ベストセラーが生れる背景には、作品の出来、版元の販促・宣伝など様々な要因がありますが、人口約3,000万だった明治時代の日本で、口コミだけで100万部を売り上げた書籍がありました。今回の無料メルマガ『致知出版社の「人間力メルマガ」』では、明治大学文学部教授の齋藤孝氏と花王前会長の尾崎元規氏の対談形式で、『自助論』がなぜベストセラーと成り得たかを解説しています。
『自助論』が100万部の大ベストセラーになった理由
サミュエル・スマイルズ著『自助論』。300人以上に及ぶ西洋古今の偉人の成功談が収録され、刊行から150年以上が経ついまなお、世界的なベストセラー、ロングセラーとなっています。
本書を座右の書とする花王前会長・尾崎元規氏と明治大学文学部教授・齋藤孝氏に、その魅力と心に残る言葉やエピソードを語り合っていただきました。
齋藤 「『自助論』(原題『Self-Help』)はイギリスの著述家サミュエル・スマイルズが300人以上の西洋の成功者たちの言葉やエピソードをまとめた本で、1858年に初版が刊行されました。以後、十数か国語に翻訳されて世界的なベストセラーとなり、日本では明治4(1871)年に中村正直が『西国立志編』(全11巻)と改題して出版しています」
尾崎 「この『西国立志編』は福澤諭吉の『学問のすゝめ』と並んで当時多くの人に読まれ、総計100万部を記録したといわれていますね」
齋藤 「当時の日本の人口が約3,000万人だったことを考えると、驚異的な数字ですよ」

- 提供資料:
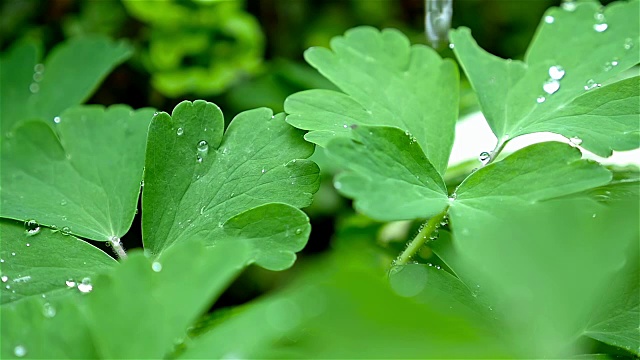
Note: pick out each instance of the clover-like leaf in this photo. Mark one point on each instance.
(67, 77)
(556, 87)
(80, 172)
(385, 81)
(550, 265)
(159, 300)
(39, 262)
(201, 184)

- 練習問題:
1. 『自助論』についての本文から、「齋藤 「『自助論』(原題『S」から「直が『西国立志編』(全11巻)と改題して出版しています」」までを、両端を含めて引用しなさい。
2. 『自助論』についての本文をもとに、次の問いに答えなさい。
(a) 『自助論』の初版が刊行されたのは何年か。
(b) 当時の日本の人口は約何人だったとされているか。
(c) 尾崎元規氏の肩書は何か。
3. 『自助論』についての本文の続きを、齋藤氏の最後の発言の後から書きなさい。

- 解答:
1.
齋藤 「『自助論』(原題『Self-Help』)はイギリスの著述家サミュエル・スマイルズが300人以上の西洋の成功者たちの言葉やエピソードをまとめた本で、1858年に初版が刊行されました。以後、十数か国語に翻訳されて世界的なベストセラーとなり、日本では明治4(1871)年に中村正直が『西国立志編』(全11巻)と改題して出版しています」

2.
(a) 1858年
(b) 約3,000万人
(c) 花王前会長

3.
尾崎 「それだけ識字率が高かった」
齋藤 「そうですね。加えていまと違うのはマスコミや出版社が戦略的に売ったわけではなく、口コミで広がっていったこと。『自助論』と『学問のすゝめ』が二大ベストセラーになったのは、日本にとって非常に幸運だったと思います」
尾崎 「なぜこれほどまで多くの人に親しまれたか、齋藤さんはどのようにお考えですか?」
齋藤 「明治維新になって近代化をしていく。その時にやっぱり志を持った若い人たちがたくさんいたと思うんですね。ただ、どういう方向に変わっていけばいいのか、当時の人にはなかなか見えにくかった。
そこに『自助論』が入ってきて、「ああ、これが近代的な国の成功モデルなんだ」という具体例がたくさん示されていたことで、もともと持っていた志に方向性が与えられたのでしょう。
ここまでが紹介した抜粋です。